| The problem |
Output the line that contains "Report the location of each instance of the green vegetable" and every line after it to the end of the entries, with nothing added or left out.

Recorded data
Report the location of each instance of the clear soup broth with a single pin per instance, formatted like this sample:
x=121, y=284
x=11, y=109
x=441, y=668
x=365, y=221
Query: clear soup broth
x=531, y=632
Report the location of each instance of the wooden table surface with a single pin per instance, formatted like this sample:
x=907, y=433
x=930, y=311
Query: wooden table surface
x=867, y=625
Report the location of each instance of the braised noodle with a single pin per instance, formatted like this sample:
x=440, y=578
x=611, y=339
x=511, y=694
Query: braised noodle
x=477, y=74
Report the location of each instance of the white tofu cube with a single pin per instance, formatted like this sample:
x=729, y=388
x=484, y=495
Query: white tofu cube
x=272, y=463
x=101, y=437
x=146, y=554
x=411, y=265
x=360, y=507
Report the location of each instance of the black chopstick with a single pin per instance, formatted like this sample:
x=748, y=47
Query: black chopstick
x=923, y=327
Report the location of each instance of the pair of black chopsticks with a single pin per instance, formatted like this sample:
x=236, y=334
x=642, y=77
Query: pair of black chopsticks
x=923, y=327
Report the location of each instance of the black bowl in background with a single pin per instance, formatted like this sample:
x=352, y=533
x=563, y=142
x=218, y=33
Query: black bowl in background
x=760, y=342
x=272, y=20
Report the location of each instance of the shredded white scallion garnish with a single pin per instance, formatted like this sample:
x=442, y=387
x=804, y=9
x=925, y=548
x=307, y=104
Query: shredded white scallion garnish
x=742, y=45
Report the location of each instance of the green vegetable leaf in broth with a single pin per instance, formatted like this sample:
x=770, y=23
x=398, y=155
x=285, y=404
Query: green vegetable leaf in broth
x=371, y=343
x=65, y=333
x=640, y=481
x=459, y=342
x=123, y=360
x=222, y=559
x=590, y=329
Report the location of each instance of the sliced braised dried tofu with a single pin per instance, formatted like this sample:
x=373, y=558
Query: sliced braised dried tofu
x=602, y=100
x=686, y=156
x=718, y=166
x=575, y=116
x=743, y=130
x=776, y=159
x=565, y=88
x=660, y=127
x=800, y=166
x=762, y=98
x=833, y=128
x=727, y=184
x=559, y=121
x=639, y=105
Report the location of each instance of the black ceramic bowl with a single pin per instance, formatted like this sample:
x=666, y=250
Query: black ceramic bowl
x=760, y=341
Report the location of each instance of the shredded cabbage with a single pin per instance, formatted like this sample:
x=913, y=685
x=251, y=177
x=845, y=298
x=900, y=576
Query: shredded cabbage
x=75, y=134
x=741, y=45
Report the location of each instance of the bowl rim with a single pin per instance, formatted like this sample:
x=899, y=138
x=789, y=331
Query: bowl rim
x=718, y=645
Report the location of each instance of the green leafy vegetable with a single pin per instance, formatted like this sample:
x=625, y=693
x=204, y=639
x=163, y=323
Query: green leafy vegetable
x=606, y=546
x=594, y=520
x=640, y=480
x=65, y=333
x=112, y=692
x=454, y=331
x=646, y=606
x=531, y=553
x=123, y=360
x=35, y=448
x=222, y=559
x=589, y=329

| The output |
Report the location of each instance of the green vegetable leaf in broth with a single pin per instance, formatted like this sample:
x=770, y=23
x=398, y=155
x=285, y=404
Query: green vegetable leaf in broth
x=371, y=343
x=65, y=333
x=640, y=481
x=459, y=342
x=123, y=360
x=222, y=559
x=590, y=329
Report the location of each instance of the sliced braised dried tofu with a single pin per instance, formatted like this sample:
x=373, y=558
Query: sliced braised dried tofu
x=602, y=100
x=686, y=156
x=718, y=166
x=575, y=116
x=743, y=130
x=776, y=159
x=565, y=88
x=660, y=127
x=800, y=166
x=762, y=98
x=833, y=128
x=727, y=184
x=559, y=121
x=639, y=105
Report the location of each instance of the black ceramic bowl with a single pin per instance, formatted like this sample:
x=666, y=250
Query: black ceramic bowl
x=760, y=341
Report the location of each instance of the shredded cabbage with a single pin per instance, formatted like this sample:
x=913, y=685
x=251, y=177
x=845, y=298
x=900, y=576
Query: shredded cabbage
x=75, y=134
x=741, y=45
Report the location of each instance of the bowl rim with a single pin per instance, formatted like this sample:
x=899, y=138
x=789, y=331
Query: bowl rim
x=718, y=645
Report the location of each instance of the green leafy vegetable with a single pin per instance, formatted like this sample:
x=625, y=693
x=204, y=639
x=163, y=323
Query: green leafy vegetable
x=606, y=546
x=594, y=520
x=640, y=480
x=65, y=333
x=112, y=692
x=454, y=331
x=646, y=606
x=531, y=553
x=123, y=360
x=35, y=448
x=222, y=559
x=589, y=329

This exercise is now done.